* [Stated task]:
Copy every entry exactly as given, minus the images.

(Entries from a dataset)
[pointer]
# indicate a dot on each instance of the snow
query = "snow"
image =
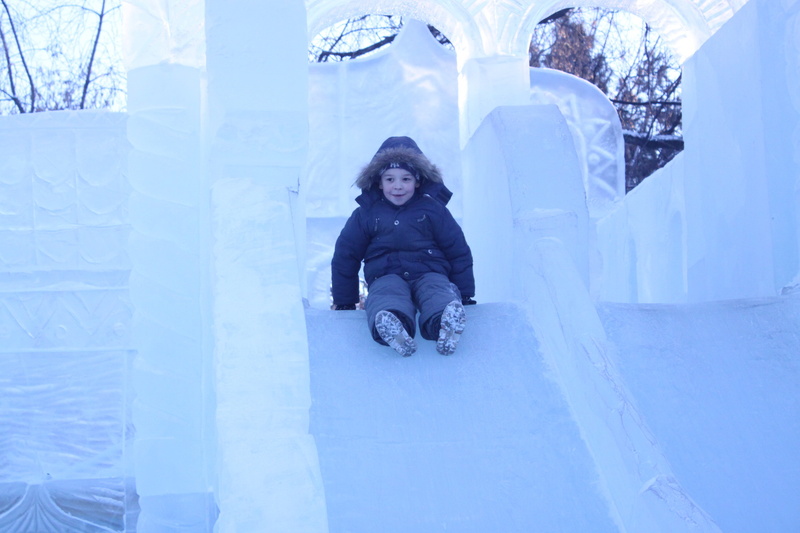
(168, 361)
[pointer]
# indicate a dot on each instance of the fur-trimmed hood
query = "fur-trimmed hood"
(398, 150)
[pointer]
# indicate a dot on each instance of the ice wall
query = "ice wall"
(257, 141)
(521, 164)
(718, 385)
(66, 348)
(726, 218)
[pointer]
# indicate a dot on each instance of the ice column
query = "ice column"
(171, 412)
(257, 134)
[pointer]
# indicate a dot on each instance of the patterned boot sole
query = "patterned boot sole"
(392, 331)
(452, 326)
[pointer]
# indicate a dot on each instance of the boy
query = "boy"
(415, 255)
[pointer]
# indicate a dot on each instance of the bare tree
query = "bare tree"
(632, 66)
(357, 37)
(60, 55)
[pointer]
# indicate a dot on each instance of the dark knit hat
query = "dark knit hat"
(398, 152)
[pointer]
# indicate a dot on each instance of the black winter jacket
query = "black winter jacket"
(417, 237)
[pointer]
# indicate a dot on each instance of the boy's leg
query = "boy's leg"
(432, 293)
(452, 323)
(393, 294)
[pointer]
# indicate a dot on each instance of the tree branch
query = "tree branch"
(100, 16)
(21, 56)
(13, 94)
(652, 102)
(671, 142)
(356, 53)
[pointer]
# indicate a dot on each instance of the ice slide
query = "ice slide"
(560, 417)
(481, 441)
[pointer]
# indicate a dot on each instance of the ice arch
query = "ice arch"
(491, 38)
(504, 27)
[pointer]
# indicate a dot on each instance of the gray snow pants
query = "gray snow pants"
(430, 294)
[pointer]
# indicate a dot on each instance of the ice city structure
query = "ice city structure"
(632, 364)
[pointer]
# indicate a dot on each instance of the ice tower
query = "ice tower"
(168, 362)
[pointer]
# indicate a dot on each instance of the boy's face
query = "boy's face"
(398, 185)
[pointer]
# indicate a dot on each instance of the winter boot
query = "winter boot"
(392, 331)
(452, 326)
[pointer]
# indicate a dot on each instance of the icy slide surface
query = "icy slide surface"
(718, 386)
(480, 441)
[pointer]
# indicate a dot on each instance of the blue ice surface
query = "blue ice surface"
(479, 441)
(717, 383)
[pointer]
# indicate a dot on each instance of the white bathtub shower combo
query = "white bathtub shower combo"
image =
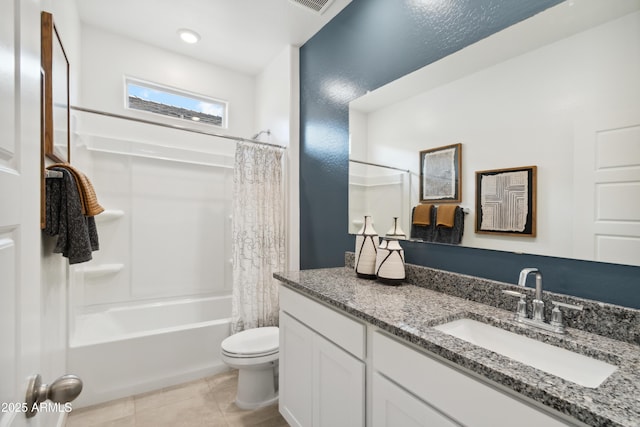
(153, 307)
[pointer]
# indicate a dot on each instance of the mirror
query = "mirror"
(55, 92)
(558, 91)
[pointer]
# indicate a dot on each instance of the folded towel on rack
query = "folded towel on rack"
(77, 233)
(449, 234)
(422, 215)
(445, 215)
(88, 198)
(423, 227)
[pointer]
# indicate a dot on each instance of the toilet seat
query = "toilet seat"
(252, 343)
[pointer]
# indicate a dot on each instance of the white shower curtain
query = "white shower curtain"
(258, 233)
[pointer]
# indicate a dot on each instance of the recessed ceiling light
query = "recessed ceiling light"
(188, 36)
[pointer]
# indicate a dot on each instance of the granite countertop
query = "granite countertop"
(410, 312)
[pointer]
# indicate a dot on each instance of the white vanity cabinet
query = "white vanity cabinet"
(325, 357)
(322, 374)
(414, 388)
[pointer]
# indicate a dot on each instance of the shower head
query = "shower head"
(256, 136)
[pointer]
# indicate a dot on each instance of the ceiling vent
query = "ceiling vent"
(318, 6)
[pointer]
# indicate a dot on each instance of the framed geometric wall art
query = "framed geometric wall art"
(440, 174)
(506, 201)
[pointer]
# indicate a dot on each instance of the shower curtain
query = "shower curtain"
(258, 235)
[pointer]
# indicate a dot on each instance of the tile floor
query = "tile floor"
(208, 402)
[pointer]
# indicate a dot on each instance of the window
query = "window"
(174, 103)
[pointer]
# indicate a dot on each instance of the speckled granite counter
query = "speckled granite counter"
(410, 312)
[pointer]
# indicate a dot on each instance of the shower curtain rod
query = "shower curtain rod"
(381, 166)
(177, 127)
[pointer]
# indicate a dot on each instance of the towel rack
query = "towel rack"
(52, 174)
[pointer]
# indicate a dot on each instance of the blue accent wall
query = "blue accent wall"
(369, 44)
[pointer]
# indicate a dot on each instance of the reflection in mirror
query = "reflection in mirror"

* [Response below]:
[pointer]
# indicate a dot on each instance of the snow
query = "snow"
image =
(168, 361)
[pointer]
# indicate a dot on each instance of the fur-trimmed hood
query = "fur-trimmed hood"
(398, 150)
[pointer]
# indicate a dot on each instance of the ice wall
query = "ice wall"
(257, 141)
(521, 164)
(718, 385)
(66, 348)
(726, 218)
[pointer]
# indicate a dot on each instance of the ice column
query = "ice column"
(171, 412)
(257, 134)
[pointer]
# indicate a dot on each instance of the patterned boot sole
query = "patterned boot sole"
(392, 331)
(452, 326)
[pointer]
# indicate a dot on each instance of the boy
query = "boy"
(415, 255)
[pointer]
# indicate a dot on each instance of the bare tree
query = "bare tree"
(632, 66)
(357, 37)
(60, 55)
[pointer]
# indicate a dot on each instance of the dark knit hat
query = "dark knit hat"
(398, 152)
[pointer]
# indicate a dot on each instance of the black winter jacket
query = "black winter jacket"
(417, 237)
[pointer]
# indicate a dot on each instance of the boy's leg
query = "boy's leg"
(432, 293)
(452, 323)
(393, 294)
[pointer]
# indicate a dot on each instance of the tree branch
query = "tree branch"
(100, 16)
(21, 56)
(13, 94)
(652, 102)
(671, 142)
(356, 53)
[pointer]
# indicate a dot on each instance of the ice slide
query = "ice slide"
(560, 417)
(481, 441)
[pointer]
# indicate a dot on each instance of the ice arch
query = "ice arch"
(491, 38)
(504, 27)
[pointer]
# indicate a dot on each instance of the gray snow pants
query = "gray snow pants"
(430, 294)
[pointer]
# indicate a dot on each instance of the ice city structure
query = "ice city structure"
(632, 364)
[pointer]
# indicate a dot on each instance of the ice tower
query = "ice tower"
(168, 362)
[pointer]
# indicate a dot on each instance of the boy's face
query = "boy's face"
(398, 185)
[pointer]
# indicate a dot on each instance of the winter boot
query = "winter boot"
(392, 331)
(452, 326)
[pointer]
# indicate a dot on each instance of the icy slide surface
query = "icy slide surface"
(718, 386)
(480, 441)
[pointer]
# indicate a dot on each instance of the blue ice surface
query = "blue ice surface"
(479, 441)
(717, 383)
[pointer]
# indicate a dot on each instance of the white bathtub shower combo
query = "white bathtub shower combo"
image =
(153, 307)
[pointer]
# indicate a dot on each instance of the mirror
query = "mirror"
(55, 92)
(558, 91)
[pointer]
# indicate a dot on each instance of the folded towel on rack
query = "folded towel on rack"
(77, 233)
(449, 234)
(422, 215)
(445, 215)
(88, 198)
(423, 227)
[pointer]
# indicate a dot on each instance of the toilet seat
query = "toilet seat"
(252, 343)
[pointer]
# indicate a dot on each instance of the white shower curtain
query = "white shower curtain"
(258, 233)
[pointer]
# indicate a dot on each instance of the recessed ceiling light
query = "recessed ceiling light"
(188, 36)
[pointer]
# indicate a dot on each instance of the granite countertop
query = "granite countertop"
(410, 312)
[pointer]
# indicate a dot on each instance of the white vanity cabinet
query = "white vanity cabinet"
(325, 357)
(322, 374)
(414, 388)
[pointer]
# indicate a dot on each instance of the shower head
query = "shower head"
(256, 136)
[pointer]
# indicate a dot on each instance of the ceiling vent
query = "ceiling vent"
(318, 6)
[pointer]
# indicate a dot on each instance of the framed geometric wall art
query = "framed geometric wall art"
(440, 174)
(506, 201)
[pointer]
# indicate a dot on each instance of the shower curtain
query = "shower curtain"
(258, 235)
[pointer]
# indicate a dot on each instance of the tile floor
query = "tile floor"
(208, 402)
[pointer]
# indicate a dot on each instance of the window
query = "window"
(174, 103)
[pointer]
# indicate a dot on each instance of the speckled granite counter
query = "speckled granite counter"
(410, 312)
[pointer]
# indicate a dot on each instance of the shower curtain rod
query = "shower curtain rod"
(381, 166)
(177, 127)
[pointer]
# indicate a dot on each instance of the towel rack
query = "towel rack"
(52, 174)
[pointer]
# indicate a dot on each instance of the blue accent wall
query = "blue accent wall"
(369, 44)
[pointer]
# indicate a dot on each instance of the reflection in mirror
query = "reflection in mirror"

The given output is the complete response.